(Data listing)

##########

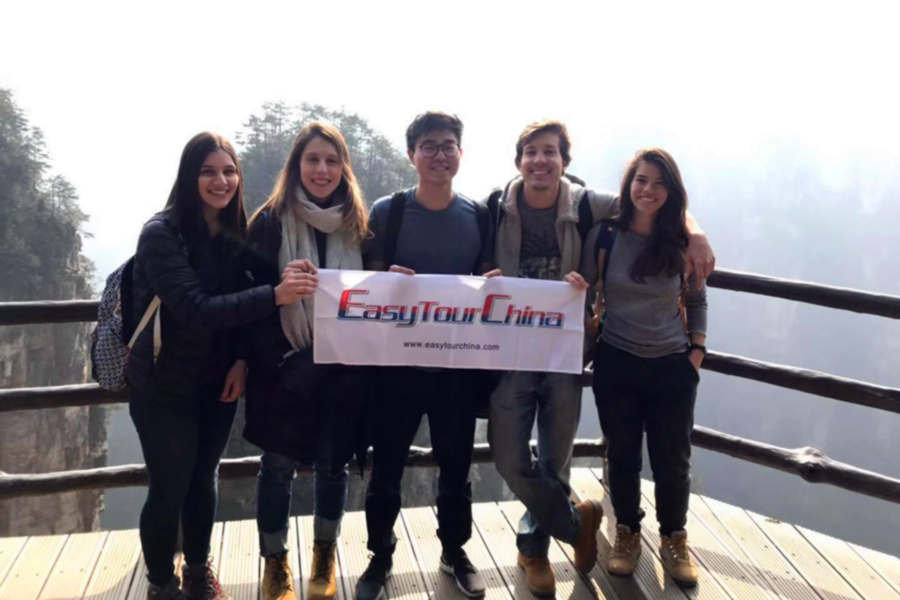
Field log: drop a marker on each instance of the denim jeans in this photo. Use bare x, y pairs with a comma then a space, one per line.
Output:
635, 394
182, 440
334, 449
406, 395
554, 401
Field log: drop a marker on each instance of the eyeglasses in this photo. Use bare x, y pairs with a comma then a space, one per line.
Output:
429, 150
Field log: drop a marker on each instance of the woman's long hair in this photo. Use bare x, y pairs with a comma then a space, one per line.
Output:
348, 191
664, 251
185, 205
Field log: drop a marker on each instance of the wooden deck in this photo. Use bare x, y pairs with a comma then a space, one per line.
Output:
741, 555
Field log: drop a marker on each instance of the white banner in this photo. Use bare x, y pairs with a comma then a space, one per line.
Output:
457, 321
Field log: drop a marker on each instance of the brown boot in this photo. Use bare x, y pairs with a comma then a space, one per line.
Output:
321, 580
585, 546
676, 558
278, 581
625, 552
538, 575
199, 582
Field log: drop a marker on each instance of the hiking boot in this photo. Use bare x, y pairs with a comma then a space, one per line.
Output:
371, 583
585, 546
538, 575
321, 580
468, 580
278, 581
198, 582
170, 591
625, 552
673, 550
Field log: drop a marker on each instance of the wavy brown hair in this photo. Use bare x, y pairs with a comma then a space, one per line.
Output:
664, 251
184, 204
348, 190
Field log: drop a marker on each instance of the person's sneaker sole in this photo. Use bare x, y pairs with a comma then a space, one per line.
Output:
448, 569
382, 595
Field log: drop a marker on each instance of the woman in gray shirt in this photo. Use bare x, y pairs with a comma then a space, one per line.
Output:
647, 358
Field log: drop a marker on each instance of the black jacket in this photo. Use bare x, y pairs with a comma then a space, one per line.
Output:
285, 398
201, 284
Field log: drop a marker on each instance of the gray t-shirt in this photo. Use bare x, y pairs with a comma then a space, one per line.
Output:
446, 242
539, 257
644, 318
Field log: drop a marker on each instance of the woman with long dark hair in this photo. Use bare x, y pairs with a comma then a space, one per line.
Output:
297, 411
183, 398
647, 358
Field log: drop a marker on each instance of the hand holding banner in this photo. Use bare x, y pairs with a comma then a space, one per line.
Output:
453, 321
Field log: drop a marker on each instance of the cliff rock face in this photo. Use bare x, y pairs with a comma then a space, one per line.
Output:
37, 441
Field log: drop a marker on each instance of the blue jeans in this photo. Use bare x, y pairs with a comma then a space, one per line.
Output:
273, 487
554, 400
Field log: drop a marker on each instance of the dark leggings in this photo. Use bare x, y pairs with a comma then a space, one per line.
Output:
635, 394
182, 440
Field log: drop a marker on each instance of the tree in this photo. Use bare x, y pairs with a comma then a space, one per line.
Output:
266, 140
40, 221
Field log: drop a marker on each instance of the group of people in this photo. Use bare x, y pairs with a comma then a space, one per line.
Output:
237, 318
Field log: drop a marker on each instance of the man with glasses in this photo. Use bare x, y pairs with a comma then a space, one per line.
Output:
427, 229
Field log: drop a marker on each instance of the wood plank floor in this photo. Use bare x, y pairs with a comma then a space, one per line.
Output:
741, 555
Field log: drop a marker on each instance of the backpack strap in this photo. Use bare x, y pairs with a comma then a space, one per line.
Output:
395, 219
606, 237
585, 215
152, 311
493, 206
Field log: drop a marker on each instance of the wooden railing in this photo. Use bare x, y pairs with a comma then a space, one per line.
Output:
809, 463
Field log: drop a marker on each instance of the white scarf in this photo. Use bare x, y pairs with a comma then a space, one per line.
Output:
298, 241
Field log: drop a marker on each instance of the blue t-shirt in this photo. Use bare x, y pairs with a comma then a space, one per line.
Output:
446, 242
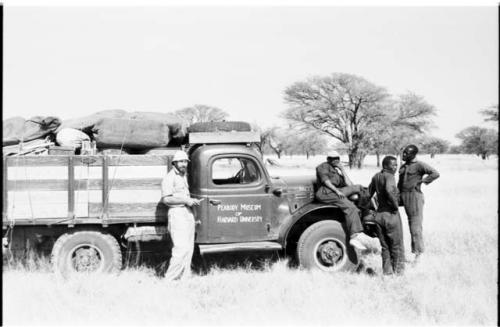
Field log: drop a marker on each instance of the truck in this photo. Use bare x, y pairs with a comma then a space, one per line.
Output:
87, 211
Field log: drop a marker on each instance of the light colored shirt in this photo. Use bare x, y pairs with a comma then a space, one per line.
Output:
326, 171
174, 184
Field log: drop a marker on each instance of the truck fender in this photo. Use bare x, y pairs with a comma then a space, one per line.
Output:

##########

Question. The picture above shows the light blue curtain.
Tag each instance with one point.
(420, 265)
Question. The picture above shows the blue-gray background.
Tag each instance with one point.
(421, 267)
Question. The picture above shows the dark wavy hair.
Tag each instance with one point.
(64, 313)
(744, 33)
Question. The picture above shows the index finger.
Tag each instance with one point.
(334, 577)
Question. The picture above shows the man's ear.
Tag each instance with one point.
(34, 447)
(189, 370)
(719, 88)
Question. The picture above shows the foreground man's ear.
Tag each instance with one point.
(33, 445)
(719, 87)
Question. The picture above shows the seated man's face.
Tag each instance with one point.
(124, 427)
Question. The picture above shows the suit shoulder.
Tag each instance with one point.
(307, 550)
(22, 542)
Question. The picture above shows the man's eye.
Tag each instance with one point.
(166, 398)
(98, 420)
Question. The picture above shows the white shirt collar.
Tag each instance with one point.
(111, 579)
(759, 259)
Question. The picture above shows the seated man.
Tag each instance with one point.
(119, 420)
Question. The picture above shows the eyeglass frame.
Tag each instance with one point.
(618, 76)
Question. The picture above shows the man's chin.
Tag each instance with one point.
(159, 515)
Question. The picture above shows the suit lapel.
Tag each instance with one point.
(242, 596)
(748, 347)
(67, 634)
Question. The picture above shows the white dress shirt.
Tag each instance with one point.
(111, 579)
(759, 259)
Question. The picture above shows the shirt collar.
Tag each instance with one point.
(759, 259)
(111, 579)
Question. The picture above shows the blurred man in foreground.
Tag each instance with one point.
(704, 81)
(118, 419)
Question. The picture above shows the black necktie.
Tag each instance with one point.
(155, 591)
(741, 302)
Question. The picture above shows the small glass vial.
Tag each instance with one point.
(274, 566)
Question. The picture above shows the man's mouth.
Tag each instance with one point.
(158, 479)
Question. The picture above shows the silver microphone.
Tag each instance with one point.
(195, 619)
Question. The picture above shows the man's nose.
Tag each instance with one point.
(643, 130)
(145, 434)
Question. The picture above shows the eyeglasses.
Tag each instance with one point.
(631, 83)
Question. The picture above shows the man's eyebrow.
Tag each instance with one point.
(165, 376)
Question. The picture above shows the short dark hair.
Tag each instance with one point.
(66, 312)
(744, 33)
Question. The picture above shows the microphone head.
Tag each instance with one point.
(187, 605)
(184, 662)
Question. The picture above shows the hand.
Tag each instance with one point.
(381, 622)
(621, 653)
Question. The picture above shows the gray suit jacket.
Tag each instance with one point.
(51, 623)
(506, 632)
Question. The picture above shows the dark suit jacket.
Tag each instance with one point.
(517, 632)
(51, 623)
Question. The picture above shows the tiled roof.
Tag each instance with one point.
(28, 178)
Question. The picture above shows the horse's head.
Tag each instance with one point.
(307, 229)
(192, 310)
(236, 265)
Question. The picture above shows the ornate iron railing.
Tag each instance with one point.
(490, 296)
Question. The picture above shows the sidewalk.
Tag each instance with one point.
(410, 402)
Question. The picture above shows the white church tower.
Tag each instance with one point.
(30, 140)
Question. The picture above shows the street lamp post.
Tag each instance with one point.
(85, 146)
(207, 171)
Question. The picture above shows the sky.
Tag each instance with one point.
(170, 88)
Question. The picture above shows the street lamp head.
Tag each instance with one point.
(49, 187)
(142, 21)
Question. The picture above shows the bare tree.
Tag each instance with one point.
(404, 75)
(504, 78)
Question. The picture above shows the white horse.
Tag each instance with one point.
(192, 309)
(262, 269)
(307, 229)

##########

* [What to produce]
Gather every line of the records above that contains the string "hand", and copy each of those lines in full. Case counts when matching.

* [Finished answer]
Field log: drop a marker on each instance of the hand holding banner in this photo. Use bare x, y pairs with a comma then a space, one per line.
Question. The picture above shows the hand.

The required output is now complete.